Copy out, character for character, the part of the records that opens with the line containing "mark the region of the **tree" and closes with the line containing "POLYGON ((288 88, 292", both of those lines included.

[Start of DATA IN THIS EXERCISE]

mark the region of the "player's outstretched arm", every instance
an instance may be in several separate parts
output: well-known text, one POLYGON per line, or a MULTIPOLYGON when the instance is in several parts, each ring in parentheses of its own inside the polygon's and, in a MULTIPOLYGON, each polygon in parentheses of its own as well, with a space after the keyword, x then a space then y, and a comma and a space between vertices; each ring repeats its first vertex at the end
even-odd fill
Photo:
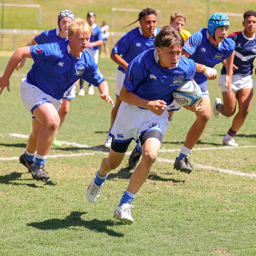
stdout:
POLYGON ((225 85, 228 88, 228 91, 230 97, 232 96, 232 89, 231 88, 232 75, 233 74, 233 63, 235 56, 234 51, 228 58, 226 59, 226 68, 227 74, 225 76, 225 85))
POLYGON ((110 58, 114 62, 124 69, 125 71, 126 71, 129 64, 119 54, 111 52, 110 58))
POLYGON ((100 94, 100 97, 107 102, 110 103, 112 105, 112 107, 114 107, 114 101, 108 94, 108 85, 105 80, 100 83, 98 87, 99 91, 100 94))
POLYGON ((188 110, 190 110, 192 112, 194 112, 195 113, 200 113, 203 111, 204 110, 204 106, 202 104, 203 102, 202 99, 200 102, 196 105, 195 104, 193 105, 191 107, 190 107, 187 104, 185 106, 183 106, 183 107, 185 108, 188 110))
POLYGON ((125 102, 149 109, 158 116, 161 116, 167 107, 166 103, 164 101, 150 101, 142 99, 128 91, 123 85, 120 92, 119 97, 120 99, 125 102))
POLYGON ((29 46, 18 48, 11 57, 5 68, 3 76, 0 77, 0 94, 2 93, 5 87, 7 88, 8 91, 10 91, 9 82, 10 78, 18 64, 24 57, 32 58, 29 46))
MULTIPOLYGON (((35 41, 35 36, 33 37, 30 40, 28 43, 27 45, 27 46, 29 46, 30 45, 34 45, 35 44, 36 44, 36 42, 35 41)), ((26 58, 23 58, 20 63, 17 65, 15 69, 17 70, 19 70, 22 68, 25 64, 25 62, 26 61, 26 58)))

[End of DATA IN THIS EXERCISE]
[Start of DATA IN THIS EXERCISE]

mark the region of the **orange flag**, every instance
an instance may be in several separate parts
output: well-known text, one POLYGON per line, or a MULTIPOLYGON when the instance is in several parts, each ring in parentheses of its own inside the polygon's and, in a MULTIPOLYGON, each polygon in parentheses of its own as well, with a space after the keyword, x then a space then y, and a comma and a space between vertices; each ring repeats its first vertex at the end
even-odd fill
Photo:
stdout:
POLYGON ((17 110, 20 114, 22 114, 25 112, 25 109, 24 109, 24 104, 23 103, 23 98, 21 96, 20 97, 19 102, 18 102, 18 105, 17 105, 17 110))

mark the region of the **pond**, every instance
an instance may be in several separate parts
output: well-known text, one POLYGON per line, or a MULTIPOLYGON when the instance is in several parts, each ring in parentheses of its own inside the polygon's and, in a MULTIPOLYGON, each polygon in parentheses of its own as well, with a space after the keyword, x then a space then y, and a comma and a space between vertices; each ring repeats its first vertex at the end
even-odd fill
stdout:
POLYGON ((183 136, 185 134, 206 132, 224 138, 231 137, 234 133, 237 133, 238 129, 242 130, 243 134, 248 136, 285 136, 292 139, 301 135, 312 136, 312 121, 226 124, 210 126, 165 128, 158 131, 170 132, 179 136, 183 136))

[End of DATA IN THIS EXERCISE]
[Start of DATA IN THIS EXERCISE]

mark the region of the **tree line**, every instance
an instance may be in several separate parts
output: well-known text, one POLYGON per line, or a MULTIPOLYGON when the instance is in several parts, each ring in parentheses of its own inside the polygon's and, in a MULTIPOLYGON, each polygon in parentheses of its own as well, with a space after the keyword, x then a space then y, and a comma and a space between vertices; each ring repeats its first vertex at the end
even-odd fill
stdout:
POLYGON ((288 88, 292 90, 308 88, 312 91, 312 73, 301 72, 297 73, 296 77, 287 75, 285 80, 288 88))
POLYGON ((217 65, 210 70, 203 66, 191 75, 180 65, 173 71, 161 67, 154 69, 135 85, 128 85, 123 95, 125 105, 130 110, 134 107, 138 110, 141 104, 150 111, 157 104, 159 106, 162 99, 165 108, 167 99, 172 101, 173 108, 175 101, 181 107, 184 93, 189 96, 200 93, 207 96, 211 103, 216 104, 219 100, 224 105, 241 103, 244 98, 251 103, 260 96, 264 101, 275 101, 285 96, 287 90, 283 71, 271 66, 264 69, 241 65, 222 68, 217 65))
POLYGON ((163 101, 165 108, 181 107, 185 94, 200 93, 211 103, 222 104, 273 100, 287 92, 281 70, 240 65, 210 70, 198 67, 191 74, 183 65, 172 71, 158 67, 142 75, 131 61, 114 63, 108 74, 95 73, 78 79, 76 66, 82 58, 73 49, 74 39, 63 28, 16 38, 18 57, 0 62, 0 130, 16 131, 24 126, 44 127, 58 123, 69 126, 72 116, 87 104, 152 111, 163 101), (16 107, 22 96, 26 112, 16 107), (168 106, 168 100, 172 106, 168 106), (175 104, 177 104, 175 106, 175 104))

[End of DATA IN THIS EXERCISE]

SOLUTION TO THE EXERCISE |
mark the region of the **tree line**, every instance
an instance may be in several separate parts
output: well-known text, one POLYGON per line, or a MULTIPOLYGON when the instance is in several parts, each ring in parentheses of its own inside the polygon's and, in a MULTIPOLYGON, each polygon in parentheses of its own as well, with a space after the keyword, x then a space then y, and a comma and a space between vertices; each ring repeats its first vertex at the end
even-odd fill
stdout:
POLYGON ((288 88, 292 90, 308 88, 312 91, 312 73, 301 72, 297 73, 296 77, 287 75, 285 80, 288 88))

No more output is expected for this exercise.